Problem to work on
Select every line of the records that contains the string "tree" and copy each one. Case counts.
---------- Information provided ----------
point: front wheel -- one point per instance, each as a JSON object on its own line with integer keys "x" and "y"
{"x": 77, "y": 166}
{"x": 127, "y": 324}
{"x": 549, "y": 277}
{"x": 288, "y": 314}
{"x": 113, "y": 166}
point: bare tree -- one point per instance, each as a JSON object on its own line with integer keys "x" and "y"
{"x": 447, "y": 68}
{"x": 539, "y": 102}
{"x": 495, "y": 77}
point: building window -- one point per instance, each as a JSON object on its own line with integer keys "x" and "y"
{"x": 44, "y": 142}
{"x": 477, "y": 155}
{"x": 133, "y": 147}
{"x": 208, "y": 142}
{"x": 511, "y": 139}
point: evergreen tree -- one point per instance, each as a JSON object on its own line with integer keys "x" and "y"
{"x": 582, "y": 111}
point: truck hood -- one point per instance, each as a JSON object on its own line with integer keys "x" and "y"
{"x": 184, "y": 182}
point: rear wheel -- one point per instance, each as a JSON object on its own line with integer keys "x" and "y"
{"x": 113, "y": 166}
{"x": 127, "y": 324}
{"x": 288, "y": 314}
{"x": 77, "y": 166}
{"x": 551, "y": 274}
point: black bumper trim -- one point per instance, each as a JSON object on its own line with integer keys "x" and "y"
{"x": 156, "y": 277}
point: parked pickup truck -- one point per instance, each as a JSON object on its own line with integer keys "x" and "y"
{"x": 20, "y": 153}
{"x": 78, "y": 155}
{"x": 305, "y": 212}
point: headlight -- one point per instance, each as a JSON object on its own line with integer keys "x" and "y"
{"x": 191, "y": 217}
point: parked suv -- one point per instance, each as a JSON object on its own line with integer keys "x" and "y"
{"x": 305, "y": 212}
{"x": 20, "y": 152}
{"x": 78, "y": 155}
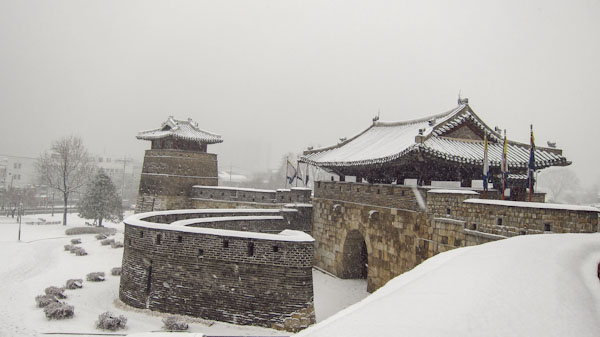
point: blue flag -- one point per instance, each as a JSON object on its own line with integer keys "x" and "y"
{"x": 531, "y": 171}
----------
---------- Information provided ----------
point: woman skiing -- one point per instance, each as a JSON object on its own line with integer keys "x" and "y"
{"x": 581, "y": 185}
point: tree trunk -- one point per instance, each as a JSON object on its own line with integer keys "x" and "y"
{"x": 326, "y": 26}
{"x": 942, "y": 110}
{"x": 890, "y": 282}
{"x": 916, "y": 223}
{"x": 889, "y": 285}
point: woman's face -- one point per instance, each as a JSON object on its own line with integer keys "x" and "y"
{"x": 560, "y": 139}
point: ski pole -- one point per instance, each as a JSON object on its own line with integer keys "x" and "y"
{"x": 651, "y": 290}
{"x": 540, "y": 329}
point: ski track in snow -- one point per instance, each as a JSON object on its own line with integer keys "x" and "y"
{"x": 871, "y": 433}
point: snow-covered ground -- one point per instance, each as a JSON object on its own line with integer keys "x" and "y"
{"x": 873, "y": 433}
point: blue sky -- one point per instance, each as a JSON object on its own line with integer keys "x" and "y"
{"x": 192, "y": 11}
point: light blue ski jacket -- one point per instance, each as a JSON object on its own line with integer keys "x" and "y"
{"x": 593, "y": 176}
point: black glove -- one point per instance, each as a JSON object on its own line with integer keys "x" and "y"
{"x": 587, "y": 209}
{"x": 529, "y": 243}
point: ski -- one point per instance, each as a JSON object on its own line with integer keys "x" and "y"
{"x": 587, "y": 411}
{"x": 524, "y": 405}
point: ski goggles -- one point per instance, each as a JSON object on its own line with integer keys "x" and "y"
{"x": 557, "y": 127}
----------
---------- Information provided ----------
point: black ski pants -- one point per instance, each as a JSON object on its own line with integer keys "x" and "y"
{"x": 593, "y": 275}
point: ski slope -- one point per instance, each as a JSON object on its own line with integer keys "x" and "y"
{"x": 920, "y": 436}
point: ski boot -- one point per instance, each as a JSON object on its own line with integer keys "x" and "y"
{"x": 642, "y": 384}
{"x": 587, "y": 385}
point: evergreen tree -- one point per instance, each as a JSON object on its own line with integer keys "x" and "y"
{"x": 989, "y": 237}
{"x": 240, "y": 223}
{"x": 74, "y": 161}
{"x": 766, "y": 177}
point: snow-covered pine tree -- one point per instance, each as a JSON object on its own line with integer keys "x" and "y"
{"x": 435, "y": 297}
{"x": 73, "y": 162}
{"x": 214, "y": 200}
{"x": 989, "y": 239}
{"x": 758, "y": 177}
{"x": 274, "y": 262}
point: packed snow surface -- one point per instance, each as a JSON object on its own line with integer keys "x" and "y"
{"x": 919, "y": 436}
----------
Completed task
point: bare tree -- one point per instance, each as a JSON object on its own line with integer keys "x" and "y"
point: evergreen tree -- one point per instance, each as a JSON object on its own line with integer keys "x" and "y"
point: tree trunk -- one point per instance, each as a JSON object on its own line with integer keys "x" and "y"
point: evergreen tree -- one point per instance, each as a JSON object on its own line with integer keys "x" and "y"
point: snow-covered pine tree -- one point per instance, each as a JSON object on its own line with integer keys "x" and "y"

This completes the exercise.